Records from a dataset:
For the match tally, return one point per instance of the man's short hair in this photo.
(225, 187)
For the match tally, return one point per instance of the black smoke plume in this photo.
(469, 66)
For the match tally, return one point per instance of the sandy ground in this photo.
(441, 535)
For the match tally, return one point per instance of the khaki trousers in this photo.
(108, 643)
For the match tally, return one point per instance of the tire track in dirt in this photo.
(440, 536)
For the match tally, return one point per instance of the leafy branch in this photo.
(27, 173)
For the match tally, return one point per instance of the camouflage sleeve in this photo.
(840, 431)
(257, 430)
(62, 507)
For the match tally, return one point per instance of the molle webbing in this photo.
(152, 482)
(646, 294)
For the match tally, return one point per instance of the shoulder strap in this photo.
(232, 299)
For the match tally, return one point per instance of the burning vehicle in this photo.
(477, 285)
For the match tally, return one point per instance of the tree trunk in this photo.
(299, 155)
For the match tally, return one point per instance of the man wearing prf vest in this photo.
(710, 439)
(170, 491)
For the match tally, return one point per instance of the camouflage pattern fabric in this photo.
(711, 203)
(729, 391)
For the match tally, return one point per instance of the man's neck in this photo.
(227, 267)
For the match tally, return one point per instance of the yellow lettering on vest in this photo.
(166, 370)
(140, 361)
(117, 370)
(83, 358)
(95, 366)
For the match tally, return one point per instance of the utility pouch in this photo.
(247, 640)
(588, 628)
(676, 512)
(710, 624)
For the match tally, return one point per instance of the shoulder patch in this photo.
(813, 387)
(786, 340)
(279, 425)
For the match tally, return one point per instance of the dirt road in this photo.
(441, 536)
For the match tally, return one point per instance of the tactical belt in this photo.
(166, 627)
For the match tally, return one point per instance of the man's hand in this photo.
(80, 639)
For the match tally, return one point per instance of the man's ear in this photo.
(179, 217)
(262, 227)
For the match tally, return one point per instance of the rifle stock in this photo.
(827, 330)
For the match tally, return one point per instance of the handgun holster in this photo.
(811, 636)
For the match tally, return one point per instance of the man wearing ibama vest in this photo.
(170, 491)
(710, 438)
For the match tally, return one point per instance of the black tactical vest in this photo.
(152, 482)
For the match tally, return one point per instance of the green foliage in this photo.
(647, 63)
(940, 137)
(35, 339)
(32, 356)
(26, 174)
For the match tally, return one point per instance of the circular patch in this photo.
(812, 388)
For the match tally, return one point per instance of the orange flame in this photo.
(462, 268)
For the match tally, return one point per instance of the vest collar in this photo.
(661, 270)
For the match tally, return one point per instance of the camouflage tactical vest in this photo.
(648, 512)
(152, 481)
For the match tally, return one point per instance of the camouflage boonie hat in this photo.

### What to produce
Pull out each record as written and restate it exactly.

### Result of the task
For the match tally, return one point per instance of the man's short hair in this photo.
(225, 187)
For the match tally, return one point per instance of the black smoke plume in this photo.
(469, 66)
For the match tally, return one point per instance of the sandy ground in this photo.
(441, 535)
For the match tally, return one point per instance of the khaki trousers in this photo.
(108, 643)
For the match tally, return one point per instance of the tire track in dirt in this photo.
(440, 536)
For the match tally, return one point per instance of the leafy branch in this photo.
(27, 173)
For the match tally, return one point per instance of the camouflage sleeve in this photo.
(840, 431)
(257, 430)
(62, 507)
For the match tally, return one point per instance of the molle webbing in this photo.
(152, 482)
(646, 294)
For the match tally, return one point per instance of the shoulder strap in this photo.
(232, 299)
For the match tally, return one point per instance of the burning vehicle in this photo.
(477, 285)
For the match tally, return one point per instance of the tree trunk in this photo.
(299, 155)
For the match tally, return one point per instance of the man wearing prf vest in this photo.
(710, 439)
(170, 491)
For the match tally, return one point per instance of the camouflage pattern fabric in this photo.
(711, 203)
(729, 391)
For the match tally, return one point per instance of the man's neck in this photo.
(227, 267)
For the match tally, return one point per instance of the yellow lettering on vest in this photo.
(166, 370)
(140, 361)
(117, 370)
(83, 358)
(95, 366)
For the match tally, return one point per instance of the utility pouch in this photo.
(247, 640)
(588, 628)
(676, 512)
(710, 624)
For the match tally, return one point per instance of the shoulder patch in this photo.
(813, 387)
(786, 340)
(279, 425)
For the match tally, return one point per instance of the dirt road in this photo.
(441, 536)
For the match tally, return one point per instance of the tactical belt in this photo.
(166, 627)
For the match tally, return one point per instance of the man's hand in this photo.
(80, 639)
For the match tally, return one point per instance of the man's ear in this photo.
(179, 217)
(262, 227)
For the match tally, return one point per instance of the rifle stock in this photo.
(827, 330)
For the match tally, return one point per instance of the handgun holster in this photo.
(811, 636)
For the match tally, return one point per instance of the man wearing ibama vest in this photo.
(170, 491)
(710, 438)
For the match tally, return one point per instance of the black tactical vest in this photo.
(152, 482)
For the match tally, return one point per instance of the green foliage in this photo.
(647, 63)
(940, 137)
(35, 339)
(32, 356)
(26, 174)
For the match tally, return one point per instance of the circular patch in this photo.
(812, 388)
For the match tally, return one point per instance of the orange flame in this photo.
(462, 268)
For the match tally, return one point per instance of the vest collar in this photo.
(661, 270)
For the match tally, return one point per instance of the camouflage tactical vest in this photo.
(648, 512)
(152, 481)
For the match tally, return one point per instance of the camouflage boonie hat in this photo.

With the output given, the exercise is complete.